▶ Page:
####################

A top Vatican diplomat has defended the renewal of a controversial deal with Beijing, saying that concrete progress has been made regarding the appointment of bishops in China.

Archbishop Paul Gallagher, who is the Vatican’s secretary for relations with states, told Catholic media Crux earlier this week that if Beijing had not been granted a significant role in choosing bishops then very little progress would have been made in the matter.

“We would have found ourselves — not immediately, but ten years down the line — with very few bishops, if any, still in communion with the pope,” Archbishop Gallagher said.

“If we don’t begin now, that’s the future,” he said.



The interim deal was signed in China on Sept. 22, 2018 and its details remain secret, but as part of it, Pope Francis has officially recognized eight bishops (one of whom died earlier in 2017) named by the Chinese state that did not have papal approval.

Supporters of the deal hope it will help unify and ultimately protect China’s 10-12 million-strong Catholic community that was split in two after the communists created the Chinese Patriotic Catholic Association in 1957.

In the Crux interview Archbishop Gallagher confirmed the Vatican has proposed a two-year extension of the deal. He added that Beijing has not yet responded and that if no answer is received by month’s end, then the deal expires.

####################

▶ What this exercise asks:
a - According to the article on the Vatican's deal with Beijing, in what year did the communists create the Chinese Patriotic Catholic Association?
b - Reproduce the passage of the article on the Vatican's deal with Beijing from "Archbishop Paul Gallagher, who" up to and including "have papal approval.".
c - Write the text that would follow the final sentence of the article on the Vatican's deal with Beijing.

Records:

####################

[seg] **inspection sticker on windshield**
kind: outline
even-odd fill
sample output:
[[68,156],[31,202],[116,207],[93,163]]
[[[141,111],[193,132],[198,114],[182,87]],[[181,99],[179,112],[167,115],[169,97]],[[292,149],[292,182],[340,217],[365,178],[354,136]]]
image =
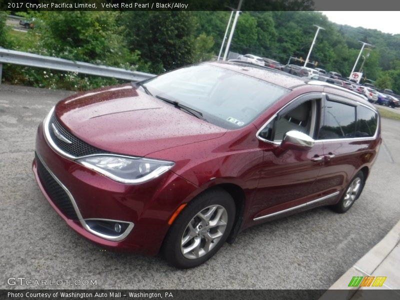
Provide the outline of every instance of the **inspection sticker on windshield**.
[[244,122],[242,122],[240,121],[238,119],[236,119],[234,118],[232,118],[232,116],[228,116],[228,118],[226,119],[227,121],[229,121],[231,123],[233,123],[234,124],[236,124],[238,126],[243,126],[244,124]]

####################

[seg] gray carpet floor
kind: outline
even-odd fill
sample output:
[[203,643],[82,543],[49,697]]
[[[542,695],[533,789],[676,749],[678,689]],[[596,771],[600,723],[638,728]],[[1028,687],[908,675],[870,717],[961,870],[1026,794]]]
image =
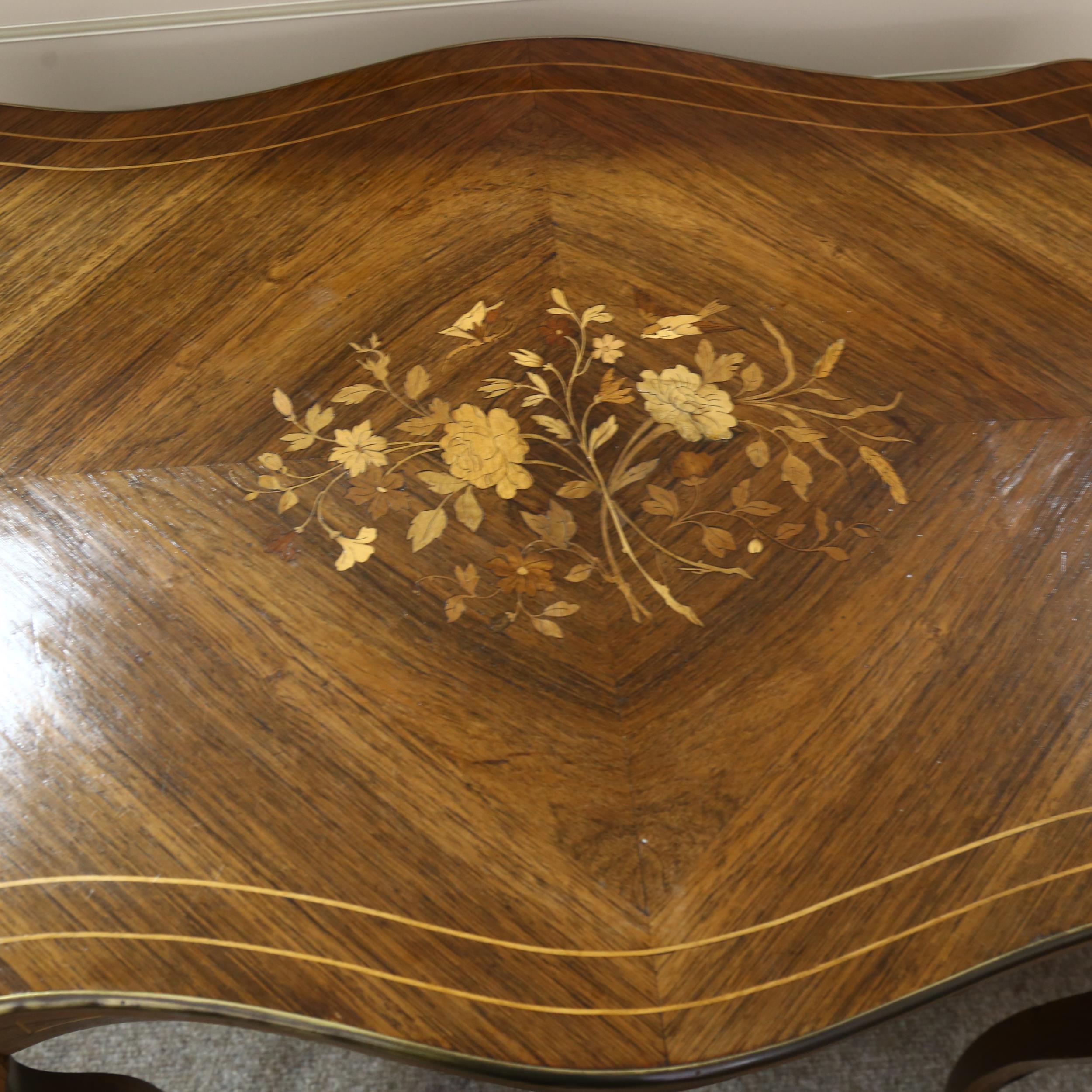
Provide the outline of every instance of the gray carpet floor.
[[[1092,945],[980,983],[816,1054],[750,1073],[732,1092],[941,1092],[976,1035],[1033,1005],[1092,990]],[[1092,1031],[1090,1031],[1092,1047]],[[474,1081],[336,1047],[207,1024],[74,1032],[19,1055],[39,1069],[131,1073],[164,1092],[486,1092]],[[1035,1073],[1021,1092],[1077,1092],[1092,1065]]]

####################

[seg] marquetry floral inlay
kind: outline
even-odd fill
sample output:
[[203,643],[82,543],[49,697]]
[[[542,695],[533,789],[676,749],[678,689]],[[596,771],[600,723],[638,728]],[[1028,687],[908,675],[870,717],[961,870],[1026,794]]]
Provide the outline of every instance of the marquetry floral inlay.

####################

▶ Final results:
a - 1957

b -
Archbishop Paul Gallagher, who is the Vatican’s secretary for relations with states, told Catholic media Crux earlier this week that if Beijing had not been granted a significant role in choosing bishops then very little progress would have been made in the matter.

“We would have found ourselves — not immediately, but ten years down the line — with very few bishops, if any, still in communion with the pope,” Archbishop Gallagher said.

“If we don’t begin now, that’s the future,” he said.



The interim deal was signed in China on Sept. 22, 2018 and its details remain secret, but as part of it, Pope Francis has officially recognized eight bishops (one of whom died earlier in 2017) named by the Chinese state that did not have papal approval.

c -
But the British archbishop said there were no indications that Beijing would not renew the agreement.

Last month China’s Foreign Ministry spokesman Zhao Lijian indicated that Beijing  was also eager to renew, saying “the two sides will continue to maintain close communication and consultation and improve bilateral relations.”

Archbishop Gallagher said that it was “desirable” for the accord to eventually be made permanent.

The 66-year-old archbishop agreed that the deal’s implementation has not been smooth, telling Crux that one reason the Vatican proposed a two-year renewal for now is because, “We’re not 99 percent happy about things, we have lots of reservations and lots of things haven’t worked out the way we hoped.”

Archbishop Gallagher’s interview follows growing media attention and criticism over the deal, including from within the Church, most notably by Cardinal Joseph Zen, emeritus bishop of Hong Kong. In February, Cardinal Zen warned that the underground Church in China, which has sworn its allegiance to the Holy See, is “doomed to disappear,” something he said was being facilitated by the Beijing-Vatican accord.

A Catholic nun attends Mass at the government-sanctioned South Cathedral in Beijing on Sept. 27, 2018. (Photo by Greg Baker/AFP)

Despite such criticism, Archbishop Gallagher insisted that there actually are concrete results.

“The fact we have managed to get all the bishops of China in communion with the Holy Father for the first time since the 1950s, and that the Chinese authorities allow the pope a modest say in the appointment of bishops but ultimately the final word, is quite remarkable,” he told Crux.

“We’re not blowing it up beyond what it is, but as Cardinal [Pietro] Parolin has often said, it’s a little tiny glimmer of an opening, a window,” he said, referring to the Vatican’s Secretary of State.

“In English, we’d probably say it’s getting your toe in the door,” Archbishop Gallagher said.



Critics have further pointed out that since the signing of the agreement that the Vatican has been publicly silent over the Chinese state’s crackdown on Christians and other faith groups, most notably Muslim Uyghurs in the Xinjiang region.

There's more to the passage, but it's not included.